___ DATA TO PROCESS
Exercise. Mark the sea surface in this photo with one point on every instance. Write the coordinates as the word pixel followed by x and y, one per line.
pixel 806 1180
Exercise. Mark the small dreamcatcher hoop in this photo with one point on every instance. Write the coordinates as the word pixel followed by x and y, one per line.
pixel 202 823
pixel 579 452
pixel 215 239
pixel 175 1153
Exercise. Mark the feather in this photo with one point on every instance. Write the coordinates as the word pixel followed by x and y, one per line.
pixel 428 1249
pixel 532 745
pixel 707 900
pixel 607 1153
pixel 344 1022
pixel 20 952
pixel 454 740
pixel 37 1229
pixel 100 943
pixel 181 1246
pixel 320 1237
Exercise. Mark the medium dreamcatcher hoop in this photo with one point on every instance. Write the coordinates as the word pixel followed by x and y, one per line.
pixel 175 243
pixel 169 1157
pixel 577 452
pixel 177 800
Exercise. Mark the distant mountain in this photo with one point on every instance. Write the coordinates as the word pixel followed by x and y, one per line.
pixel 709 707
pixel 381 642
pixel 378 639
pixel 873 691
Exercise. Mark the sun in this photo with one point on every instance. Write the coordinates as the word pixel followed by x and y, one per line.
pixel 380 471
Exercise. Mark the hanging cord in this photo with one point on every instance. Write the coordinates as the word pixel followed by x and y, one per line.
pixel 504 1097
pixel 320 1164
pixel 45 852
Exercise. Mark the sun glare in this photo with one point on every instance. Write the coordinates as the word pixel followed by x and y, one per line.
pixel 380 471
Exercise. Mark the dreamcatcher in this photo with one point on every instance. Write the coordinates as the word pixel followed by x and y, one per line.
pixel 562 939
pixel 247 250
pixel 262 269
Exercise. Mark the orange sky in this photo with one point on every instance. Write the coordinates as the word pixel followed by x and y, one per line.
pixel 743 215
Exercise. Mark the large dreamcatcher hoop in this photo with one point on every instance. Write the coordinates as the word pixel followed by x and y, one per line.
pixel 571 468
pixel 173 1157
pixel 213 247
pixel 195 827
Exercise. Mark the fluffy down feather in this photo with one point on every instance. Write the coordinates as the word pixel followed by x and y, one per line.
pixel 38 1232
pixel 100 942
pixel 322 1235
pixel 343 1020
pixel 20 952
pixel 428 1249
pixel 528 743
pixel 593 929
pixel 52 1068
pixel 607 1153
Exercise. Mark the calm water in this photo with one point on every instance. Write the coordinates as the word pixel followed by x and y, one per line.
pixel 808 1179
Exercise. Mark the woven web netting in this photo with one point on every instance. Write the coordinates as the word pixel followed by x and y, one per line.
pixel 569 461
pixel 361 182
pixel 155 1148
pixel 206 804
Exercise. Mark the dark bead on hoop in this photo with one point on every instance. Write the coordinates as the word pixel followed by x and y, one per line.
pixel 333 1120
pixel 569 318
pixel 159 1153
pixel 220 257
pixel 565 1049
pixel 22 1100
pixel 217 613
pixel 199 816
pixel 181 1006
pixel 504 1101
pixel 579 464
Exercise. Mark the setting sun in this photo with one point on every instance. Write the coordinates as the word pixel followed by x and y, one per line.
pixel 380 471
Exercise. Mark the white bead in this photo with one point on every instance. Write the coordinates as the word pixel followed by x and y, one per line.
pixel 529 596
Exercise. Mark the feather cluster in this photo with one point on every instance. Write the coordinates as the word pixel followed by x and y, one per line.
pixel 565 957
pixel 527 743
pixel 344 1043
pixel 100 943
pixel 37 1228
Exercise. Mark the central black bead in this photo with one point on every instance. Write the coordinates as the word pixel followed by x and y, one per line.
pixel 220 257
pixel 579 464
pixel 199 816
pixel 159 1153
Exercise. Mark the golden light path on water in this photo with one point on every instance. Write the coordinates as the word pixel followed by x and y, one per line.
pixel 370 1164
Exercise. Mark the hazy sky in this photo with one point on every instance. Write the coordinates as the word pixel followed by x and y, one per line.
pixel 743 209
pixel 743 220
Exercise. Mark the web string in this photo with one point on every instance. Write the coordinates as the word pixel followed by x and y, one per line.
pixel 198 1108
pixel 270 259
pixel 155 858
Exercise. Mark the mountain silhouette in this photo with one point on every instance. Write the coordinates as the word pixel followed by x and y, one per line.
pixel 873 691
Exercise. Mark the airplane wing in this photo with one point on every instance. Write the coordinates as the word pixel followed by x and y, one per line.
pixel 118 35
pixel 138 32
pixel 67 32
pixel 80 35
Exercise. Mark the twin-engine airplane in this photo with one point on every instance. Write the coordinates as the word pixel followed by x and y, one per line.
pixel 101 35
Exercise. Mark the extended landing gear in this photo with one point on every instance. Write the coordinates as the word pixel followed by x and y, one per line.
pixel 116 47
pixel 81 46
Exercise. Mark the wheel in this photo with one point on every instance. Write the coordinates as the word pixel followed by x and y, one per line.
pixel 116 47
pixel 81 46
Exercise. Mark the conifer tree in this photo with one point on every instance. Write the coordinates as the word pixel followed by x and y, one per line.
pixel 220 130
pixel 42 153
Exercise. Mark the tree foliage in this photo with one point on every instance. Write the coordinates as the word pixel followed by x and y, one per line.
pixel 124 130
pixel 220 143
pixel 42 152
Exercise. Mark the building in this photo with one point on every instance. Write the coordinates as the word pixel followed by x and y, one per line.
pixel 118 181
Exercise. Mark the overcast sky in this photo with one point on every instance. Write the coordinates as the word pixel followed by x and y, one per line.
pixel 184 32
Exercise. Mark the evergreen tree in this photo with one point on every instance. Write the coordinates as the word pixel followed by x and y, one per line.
______
WHAT TO PRODUCE :: Starting at the line that contains "Exercise. Mark the tree", quote each remaining line of the entries above, unchanged.

OUTPUT OF THE EXERCISE ::
Exercise. Mark the tree foliage in this photo with one point on every instance. Write the coordinates as the word pixel followed by x and y, one per line.
pixel 124 130
pixel 220 143
pixel 42 152
Exercise. Mark the building in this photo with one point on every instance. Write the coordinates as the word pixel followed by x and y, one per line.
pixel 118 181
Exercise. Mark the overcast sky in this photo with one point on every instance. Write the coordinates as the word pixel followed by x and y, one per line.
pixel 184 32
Exercise. Mark the evergreen tree in this photo with one point on every instance. Write the coordinates as the word pixel followed by x and y, one per line.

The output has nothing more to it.